Consigne
Relevez tous les cantons suisses désignés nommément dans le texte sur l'imposition des travailleurs frontaliers.

Cantons sans droit d'imposition
S'agissant des 8 Cantons, tant que le taux de télétravail est de 40% (au maximum), la France impose la totalité du salaire de source suisse et reverse 4.5% des salaires à la Suisse. Si le taux de télétravail français dépasse 40%, le statut de frontalier n'est plus appliqué et la Suisse reprend son droit d'imposer le salaire du travailleur frontalier, au pro rata du temps passé en Suisse. Dans l'exemple précité, le salaire de CHF 3'000 réalisé en Suisse serait soumis à l'impôt à la source suisse. La France dans ce cas ne reverse pas 4.5% des salaires à la Suisse.
Italie
En général
Selon la convention de double imposition de 1976 entre la Suisse et l'Italie ("CDI CH-ITA"), les revenus du travail ne sont imposés que dans l'Etat de résidence du contribuable, sauf si le travail est exercé dans l'autre Etat contractant. Dans ce dernier cas, les revenus de l'emploi sont imposés dans les deux États contractants (soit dans l'État de résidence du salarié, soit dans l'État où l'emploi est exercé).
En outre, l'accord spécial de 1974 entre la Suisse et l'Italie sur les travailleurs frontaliers ("Accord de 1974") prévoit un régime fiscal spécial pour cette catégorie de travailleurs. Les revenus de l'emploi provenant d'une activité professionnelle en Suisse ne sont imposés qu'en Suisse. Pour être considéré comme un "travailleur frontalier" au sens de l'Accord de 1974, le contribuable doit résider en Italie à moins de 20 km de la frontière avec la Suisse et doit franchir cette frontière "quotidiennement" pour exercer son activité professionnelle dans l'un des trois cantons suisses suivants : Grisons, Tessin et Valais.

Données fournies
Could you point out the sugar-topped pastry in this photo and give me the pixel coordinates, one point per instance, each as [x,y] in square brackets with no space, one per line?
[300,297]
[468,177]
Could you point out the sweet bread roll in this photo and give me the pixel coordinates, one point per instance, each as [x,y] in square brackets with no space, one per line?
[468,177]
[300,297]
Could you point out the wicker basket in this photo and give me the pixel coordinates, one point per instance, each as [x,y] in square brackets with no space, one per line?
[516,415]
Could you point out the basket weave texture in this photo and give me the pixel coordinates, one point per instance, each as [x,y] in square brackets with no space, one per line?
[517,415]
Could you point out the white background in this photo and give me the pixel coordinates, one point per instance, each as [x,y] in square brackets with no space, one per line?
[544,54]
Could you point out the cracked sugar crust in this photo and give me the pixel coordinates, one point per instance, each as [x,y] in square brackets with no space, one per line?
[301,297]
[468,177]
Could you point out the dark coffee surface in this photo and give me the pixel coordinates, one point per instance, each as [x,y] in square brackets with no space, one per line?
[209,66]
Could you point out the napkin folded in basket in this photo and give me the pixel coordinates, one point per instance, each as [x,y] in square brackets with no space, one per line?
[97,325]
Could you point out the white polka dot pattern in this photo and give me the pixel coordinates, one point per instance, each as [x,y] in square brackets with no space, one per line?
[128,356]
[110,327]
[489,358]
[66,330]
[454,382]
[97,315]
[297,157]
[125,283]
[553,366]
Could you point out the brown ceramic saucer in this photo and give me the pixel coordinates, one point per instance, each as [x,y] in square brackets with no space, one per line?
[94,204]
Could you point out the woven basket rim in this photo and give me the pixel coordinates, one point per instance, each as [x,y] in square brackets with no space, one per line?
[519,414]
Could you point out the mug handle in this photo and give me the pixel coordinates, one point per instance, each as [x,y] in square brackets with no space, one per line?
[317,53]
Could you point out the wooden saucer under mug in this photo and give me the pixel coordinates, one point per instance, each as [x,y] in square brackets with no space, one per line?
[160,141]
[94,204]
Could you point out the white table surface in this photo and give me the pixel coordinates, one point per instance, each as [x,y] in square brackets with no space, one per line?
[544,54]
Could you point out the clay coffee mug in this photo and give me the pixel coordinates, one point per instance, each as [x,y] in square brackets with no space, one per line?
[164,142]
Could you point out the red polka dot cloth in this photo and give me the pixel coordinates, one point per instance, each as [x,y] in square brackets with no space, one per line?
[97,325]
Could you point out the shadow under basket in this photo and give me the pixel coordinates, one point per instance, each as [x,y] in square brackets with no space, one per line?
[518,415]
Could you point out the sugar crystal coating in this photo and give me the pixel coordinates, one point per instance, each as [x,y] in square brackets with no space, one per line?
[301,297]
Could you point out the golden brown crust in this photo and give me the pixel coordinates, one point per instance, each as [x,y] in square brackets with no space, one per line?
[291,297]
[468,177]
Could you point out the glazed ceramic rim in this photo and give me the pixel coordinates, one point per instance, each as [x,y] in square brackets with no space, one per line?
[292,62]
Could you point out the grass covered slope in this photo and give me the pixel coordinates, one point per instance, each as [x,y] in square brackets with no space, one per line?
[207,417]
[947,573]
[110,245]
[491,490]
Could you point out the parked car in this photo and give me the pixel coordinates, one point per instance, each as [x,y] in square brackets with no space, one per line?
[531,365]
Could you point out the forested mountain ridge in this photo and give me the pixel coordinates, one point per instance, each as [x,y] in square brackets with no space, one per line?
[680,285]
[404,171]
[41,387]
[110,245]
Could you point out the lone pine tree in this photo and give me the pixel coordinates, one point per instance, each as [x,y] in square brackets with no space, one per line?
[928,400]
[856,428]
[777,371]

Corrigé
Grisons, Tessin, Valais